Text provided:
Silica fume (SF) and rice hush ash (RHA) are both siliceous materials. They are highly concentrated sources of amorphous SiO2 and possess similar chemical reaction mechanism in cement matrix system. The reactivity of SF and RHA contributes to the strength enhancement of cement-basted materials by pozzolanic reactions between amorphous silica and calcium hydroxide liberated during the cement hydration process. These reactions produce additional amounts of C-S-H gel that makes denser microstructure of SF and RHA containing cement-based materials [14,15].

SF is very fine non-crystalline silica produced by an electric arc furnace as a byproduct of the smelting process in the production of metallic silicon or ferrosilicon in the alloys industry. The reduction of high-purity quartz to silicon at temperatures up to 2000 °C produces SiO2 vapors, which oxidize and condense in the low-temperature zone to tiny particles consisting of 85%–99% amorphous silica [16]. Then, SF is composed of submicron particles of silicon dioxide, which occur as almost-perfect spheres with diameters ranging from 20 to 500 nm [17]. It is estimated that current global output of SF is, at most, between one and 1.5 million tonnes per year [18]. It has been widely reported that higher strength and durability enhancement can be obtained for concretes containing silica fume. Performance of silica fume concretes in sulfate environment is also better than normal Portland cement concretes [19,20,21].

RHA is the combustion residue of the rice husks, which are the shells produced during the dehusking operation of paddy rice. Each tonne of paddy rice produces about 200 kg of husk which, on combustion, yield approximately 40 kg ash. Rice plants ingest orthosilicic acid from groundwater, whereupon it is polymerized to form amorphous silica in the husks [22]. After combustion, the organic compounds are devolatilized as carbon dioxide, while the silica is retained in the ash residue. Studies have shown that the main chemical composition of RHA is biomass silicon dioxide (SiO2), and processing conditions have a significant effect on the characteristics of silica in RHA. The ash formed during open-field burning or uncontrolled combustion in furnaces generally contains a large proportion of less reactive crystalline silica minerals such as cristobalite and tridymite. The highest amount of amorphous silica is achieved when RHA is burned between 500 and 700 °C [23]. Reactivity of RHA is attributed to its high content of amorphous silica and its very large surface area governed by the porous structure of the particles [24]. Generally, the reactivity is also favored by increasing the fineness of the ash [25]. As a pozzolanic material, RHA can be used to replace Portland cement by up to 15% [26]. RHA with high fineness can improve the compressive strength and produce mortars with low porosity. For durability, the use of RHA significantly improves resistance to water permeability, chloride ion penetration, and sulfate deterioration of concretes [27,28,29].

Information shown:
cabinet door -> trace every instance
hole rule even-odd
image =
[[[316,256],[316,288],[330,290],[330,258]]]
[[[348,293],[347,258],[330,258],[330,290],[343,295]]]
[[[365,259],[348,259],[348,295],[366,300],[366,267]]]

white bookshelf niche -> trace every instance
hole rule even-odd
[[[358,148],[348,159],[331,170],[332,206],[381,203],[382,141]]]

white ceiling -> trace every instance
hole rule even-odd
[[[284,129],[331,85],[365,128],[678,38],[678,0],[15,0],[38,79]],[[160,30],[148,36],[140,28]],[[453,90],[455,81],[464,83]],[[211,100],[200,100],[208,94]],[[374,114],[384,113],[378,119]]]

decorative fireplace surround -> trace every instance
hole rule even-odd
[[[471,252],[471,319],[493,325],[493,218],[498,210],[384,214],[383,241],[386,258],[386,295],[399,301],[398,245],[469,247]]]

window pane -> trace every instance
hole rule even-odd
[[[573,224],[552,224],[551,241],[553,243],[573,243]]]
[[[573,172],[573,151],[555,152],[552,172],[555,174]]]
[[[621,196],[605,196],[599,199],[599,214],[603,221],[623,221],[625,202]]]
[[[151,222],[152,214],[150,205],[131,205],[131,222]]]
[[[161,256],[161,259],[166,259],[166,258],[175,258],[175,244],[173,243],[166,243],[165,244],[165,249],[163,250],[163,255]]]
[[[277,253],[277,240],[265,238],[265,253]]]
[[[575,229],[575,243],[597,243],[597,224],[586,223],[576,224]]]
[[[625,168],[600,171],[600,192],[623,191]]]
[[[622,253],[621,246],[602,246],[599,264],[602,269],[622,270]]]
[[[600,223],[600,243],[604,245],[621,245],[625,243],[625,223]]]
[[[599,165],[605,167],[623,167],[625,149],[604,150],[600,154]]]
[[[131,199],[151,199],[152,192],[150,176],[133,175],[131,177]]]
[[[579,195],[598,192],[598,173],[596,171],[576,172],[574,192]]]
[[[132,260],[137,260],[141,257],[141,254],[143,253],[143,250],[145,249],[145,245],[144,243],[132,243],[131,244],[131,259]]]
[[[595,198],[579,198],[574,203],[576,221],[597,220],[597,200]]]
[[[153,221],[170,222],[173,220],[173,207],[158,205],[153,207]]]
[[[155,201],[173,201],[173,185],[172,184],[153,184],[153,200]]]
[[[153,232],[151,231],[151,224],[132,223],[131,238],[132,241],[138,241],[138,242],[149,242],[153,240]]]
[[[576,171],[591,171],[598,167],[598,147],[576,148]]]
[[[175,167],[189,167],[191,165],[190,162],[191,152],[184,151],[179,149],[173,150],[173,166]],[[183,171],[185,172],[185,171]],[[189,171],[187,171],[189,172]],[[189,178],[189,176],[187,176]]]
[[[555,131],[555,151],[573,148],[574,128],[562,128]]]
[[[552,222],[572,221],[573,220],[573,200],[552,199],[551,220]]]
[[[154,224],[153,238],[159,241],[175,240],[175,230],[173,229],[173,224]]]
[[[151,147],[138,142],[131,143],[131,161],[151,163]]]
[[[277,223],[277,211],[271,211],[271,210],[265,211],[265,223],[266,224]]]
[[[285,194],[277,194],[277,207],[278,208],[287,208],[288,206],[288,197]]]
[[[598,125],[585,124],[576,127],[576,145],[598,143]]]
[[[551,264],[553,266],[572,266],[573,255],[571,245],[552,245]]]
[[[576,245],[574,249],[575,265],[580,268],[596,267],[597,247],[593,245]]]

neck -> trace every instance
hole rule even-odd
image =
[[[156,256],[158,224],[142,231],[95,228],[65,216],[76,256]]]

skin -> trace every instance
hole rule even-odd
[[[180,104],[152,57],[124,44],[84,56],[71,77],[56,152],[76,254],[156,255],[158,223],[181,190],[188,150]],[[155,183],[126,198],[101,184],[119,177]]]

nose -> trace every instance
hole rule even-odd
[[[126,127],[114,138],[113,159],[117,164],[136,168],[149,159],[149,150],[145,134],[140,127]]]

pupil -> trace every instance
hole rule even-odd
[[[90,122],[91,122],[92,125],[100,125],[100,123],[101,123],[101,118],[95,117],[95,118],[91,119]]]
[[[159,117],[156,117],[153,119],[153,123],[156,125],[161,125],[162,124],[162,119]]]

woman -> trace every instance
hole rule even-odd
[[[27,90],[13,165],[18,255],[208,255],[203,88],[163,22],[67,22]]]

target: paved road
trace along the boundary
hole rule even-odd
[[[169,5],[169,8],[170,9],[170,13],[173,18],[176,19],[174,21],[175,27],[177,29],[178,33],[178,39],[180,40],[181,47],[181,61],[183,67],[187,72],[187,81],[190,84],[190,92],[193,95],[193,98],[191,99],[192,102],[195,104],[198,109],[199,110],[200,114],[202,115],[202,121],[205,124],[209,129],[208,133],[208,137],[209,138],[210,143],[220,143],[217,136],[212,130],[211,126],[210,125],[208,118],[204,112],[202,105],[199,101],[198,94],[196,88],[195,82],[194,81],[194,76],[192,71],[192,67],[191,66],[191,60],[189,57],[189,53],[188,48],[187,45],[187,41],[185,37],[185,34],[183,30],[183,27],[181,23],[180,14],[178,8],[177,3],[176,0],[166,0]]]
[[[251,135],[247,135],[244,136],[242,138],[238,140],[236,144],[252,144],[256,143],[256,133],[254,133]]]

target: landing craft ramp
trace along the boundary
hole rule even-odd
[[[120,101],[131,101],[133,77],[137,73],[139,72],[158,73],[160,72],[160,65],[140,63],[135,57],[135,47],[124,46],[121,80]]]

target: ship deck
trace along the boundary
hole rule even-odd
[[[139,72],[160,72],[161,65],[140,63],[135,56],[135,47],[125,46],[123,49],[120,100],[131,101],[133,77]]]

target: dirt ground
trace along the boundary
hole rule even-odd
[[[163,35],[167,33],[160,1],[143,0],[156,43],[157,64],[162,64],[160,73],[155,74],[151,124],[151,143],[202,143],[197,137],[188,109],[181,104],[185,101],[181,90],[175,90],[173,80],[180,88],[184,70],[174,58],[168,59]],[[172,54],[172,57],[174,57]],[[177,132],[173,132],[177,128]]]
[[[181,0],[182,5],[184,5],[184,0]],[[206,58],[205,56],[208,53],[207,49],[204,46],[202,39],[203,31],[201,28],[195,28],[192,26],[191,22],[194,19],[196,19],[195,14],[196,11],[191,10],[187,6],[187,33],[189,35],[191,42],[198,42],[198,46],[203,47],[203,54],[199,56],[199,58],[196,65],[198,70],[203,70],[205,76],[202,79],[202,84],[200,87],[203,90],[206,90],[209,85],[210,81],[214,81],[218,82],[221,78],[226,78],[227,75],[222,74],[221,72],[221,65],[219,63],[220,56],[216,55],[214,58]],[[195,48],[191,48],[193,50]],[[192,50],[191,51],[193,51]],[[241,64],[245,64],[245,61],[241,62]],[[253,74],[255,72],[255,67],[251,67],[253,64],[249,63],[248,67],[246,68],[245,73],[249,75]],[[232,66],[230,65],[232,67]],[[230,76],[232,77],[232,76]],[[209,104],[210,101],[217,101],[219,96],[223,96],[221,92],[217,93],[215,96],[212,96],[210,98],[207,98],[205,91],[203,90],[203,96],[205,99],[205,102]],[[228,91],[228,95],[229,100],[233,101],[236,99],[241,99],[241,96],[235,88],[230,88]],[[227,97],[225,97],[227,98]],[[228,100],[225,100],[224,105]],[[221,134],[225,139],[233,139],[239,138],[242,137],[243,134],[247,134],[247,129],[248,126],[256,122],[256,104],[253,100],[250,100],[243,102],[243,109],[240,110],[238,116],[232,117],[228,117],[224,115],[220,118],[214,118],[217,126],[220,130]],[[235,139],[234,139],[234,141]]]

==

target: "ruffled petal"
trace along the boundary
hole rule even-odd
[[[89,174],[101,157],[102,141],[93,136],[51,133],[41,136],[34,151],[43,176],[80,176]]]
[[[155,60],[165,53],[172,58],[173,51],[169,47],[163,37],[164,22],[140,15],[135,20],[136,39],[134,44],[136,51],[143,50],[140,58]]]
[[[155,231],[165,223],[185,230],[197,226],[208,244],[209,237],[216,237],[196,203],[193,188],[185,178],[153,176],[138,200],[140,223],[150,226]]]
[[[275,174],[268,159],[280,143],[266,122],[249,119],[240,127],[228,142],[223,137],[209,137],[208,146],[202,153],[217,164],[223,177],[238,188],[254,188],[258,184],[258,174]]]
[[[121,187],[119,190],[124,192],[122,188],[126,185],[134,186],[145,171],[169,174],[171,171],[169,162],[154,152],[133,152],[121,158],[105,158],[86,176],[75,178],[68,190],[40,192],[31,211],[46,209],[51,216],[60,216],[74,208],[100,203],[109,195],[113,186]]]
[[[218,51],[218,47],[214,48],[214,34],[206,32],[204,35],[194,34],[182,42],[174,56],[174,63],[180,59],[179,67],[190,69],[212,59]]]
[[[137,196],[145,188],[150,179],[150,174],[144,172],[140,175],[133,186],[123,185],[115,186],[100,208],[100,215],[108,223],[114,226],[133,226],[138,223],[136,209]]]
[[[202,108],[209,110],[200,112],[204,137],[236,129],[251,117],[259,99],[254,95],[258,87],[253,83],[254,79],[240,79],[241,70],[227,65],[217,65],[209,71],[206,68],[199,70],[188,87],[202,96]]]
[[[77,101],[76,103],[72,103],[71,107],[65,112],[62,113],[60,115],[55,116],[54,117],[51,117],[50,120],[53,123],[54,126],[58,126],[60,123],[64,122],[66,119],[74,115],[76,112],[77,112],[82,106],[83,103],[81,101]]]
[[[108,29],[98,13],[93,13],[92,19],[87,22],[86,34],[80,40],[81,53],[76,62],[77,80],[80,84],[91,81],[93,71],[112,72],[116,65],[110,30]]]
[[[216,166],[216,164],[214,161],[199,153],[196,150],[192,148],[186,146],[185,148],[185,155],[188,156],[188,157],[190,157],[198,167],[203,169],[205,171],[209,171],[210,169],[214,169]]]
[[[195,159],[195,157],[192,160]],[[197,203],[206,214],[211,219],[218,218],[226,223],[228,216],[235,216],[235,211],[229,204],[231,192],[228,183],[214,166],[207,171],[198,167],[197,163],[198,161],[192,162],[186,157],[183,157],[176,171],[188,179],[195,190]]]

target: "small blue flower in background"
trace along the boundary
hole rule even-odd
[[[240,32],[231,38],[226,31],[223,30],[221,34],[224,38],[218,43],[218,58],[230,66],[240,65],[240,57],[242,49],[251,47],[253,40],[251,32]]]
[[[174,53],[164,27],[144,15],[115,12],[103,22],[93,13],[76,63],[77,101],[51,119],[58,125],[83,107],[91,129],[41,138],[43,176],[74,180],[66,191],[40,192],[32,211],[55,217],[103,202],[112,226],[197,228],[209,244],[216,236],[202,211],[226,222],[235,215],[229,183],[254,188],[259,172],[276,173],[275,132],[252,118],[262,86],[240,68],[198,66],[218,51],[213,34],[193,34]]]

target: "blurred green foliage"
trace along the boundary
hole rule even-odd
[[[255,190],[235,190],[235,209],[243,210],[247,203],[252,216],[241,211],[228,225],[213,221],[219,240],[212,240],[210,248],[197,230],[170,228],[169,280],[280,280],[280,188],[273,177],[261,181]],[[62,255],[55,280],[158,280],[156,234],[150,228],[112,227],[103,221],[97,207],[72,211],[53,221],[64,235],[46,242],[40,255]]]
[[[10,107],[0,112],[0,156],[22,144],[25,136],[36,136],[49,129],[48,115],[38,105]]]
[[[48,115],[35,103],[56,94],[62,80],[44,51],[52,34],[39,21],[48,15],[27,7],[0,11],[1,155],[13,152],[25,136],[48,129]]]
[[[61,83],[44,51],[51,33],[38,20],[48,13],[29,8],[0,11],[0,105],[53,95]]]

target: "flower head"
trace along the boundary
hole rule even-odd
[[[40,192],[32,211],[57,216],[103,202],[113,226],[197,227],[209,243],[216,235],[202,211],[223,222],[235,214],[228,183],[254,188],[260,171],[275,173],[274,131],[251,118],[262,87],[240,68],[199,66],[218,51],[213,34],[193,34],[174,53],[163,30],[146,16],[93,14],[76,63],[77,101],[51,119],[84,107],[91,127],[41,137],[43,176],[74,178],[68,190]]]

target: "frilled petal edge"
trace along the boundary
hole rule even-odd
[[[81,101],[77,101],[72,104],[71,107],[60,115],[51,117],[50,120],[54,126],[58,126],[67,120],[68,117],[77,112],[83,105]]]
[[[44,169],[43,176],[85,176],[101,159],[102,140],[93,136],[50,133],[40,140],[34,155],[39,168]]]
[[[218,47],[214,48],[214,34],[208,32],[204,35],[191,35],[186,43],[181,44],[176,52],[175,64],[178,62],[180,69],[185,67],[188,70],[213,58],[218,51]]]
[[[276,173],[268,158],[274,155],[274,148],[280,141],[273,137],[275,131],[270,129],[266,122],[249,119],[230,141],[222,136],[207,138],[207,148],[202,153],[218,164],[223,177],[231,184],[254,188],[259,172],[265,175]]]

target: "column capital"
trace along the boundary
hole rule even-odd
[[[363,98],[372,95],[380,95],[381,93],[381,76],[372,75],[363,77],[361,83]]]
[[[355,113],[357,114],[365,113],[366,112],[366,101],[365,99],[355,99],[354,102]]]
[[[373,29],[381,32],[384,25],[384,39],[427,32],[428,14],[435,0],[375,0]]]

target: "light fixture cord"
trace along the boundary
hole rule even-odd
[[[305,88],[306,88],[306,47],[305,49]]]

---

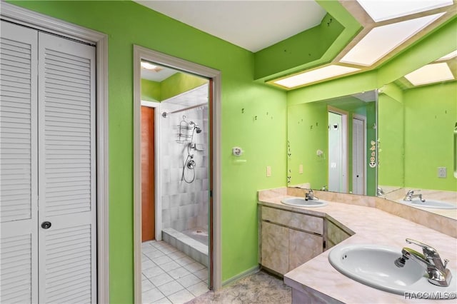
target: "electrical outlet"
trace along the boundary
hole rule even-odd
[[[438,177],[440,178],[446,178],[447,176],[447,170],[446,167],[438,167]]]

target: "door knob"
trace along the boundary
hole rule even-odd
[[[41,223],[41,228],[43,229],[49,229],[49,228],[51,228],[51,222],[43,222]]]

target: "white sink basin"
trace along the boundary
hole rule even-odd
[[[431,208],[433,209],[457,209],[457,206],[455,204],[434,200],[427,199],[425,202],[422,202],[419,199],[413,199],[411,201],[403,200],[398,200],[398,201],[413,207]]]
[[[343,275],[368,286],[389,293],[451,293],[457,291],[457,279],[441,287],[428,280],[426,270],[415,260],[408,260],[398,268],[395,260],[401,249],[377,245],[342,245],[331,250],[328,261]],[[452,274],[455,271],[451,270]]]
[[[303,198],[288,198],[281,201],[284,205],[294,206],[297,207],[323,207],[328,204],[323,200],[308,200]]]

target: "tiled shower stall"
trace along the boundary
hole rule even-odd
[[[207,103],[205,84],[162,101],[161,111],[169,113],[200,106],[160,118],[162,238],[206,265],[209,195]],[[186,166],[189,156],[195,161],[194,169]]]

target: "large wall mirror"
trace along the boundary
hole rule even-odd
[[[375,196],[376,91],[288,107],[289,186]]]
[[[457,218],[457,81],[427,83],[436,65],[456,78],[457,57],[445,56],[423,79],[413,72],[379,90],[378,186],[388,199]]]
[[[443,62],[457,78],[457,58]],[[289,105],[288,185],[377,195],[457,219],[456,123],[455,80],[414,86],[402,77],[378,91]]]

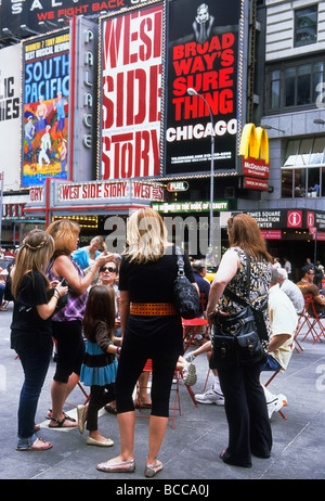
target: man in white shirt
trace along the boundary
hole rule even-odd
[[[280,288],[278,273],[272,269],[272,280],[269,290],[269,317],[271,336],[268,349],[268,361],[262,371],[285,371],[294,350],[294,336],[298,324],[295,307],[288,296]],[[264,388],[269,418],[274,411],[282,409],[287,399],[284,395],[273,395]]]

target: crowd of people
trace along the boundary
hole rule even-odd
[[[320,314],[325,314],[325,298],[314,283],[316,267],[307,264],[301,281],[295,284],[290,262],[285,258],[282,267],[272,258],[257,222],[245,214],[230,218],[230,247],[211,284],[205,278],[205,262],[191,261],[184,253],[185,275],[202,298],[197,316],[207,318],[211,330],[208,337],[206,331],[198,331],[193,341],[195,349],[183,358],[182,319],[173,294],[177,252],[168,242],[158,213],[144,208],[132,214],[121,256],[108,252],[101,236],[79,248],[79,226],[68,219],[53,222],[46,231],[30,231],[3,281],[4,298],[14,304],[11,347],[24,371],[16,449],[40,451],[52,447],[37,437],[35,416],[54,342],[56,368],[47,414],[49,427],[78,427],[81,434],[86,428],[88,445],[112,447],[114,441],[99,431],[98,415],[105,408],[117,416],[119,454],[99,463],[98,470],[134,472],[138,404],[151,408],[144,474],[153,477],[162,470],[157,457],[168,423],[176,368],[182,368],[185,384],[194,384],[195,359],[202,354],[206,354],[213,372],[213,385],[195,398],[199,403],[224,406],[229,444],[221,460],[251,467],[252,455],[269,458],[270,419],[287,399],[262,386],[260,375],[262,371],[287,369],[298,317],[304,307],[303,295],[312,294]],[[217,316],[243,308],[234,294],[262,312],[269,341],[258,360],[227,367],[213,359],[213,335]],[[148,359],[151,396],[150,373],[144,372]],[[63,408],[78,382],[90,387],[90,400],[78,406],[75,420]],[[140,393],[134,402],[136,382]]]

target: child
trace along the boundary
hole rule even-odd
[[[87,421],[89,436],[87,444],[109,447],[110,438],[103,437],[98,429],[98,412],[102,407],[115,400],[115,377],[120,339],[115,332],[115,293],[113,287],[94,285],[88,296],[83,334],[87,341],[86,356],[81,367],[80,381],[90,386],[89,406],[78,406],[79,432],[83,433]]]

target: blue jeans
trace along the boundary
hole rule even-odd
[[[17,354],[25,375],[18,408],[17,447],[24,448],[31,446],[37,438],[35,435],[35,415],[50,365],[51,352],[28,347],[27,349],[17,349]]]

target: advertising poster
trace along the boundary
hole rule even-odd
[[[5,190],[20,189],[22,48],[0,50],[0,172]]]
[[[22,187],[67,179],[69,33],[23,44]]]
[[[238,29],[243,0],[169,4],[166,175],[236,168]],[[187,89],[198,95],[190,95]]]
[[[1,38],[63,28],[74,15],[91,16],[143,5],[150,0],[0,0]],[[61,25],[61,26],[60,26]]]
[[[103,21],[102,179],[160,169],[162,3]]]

The problem: In the text on silica fume and rice husk ash, what burning temperature range gives rice husk ash its highest amount of amorphous silica? The data has nothing to do with the text.

Exercise result: Between 500 and 700 °C.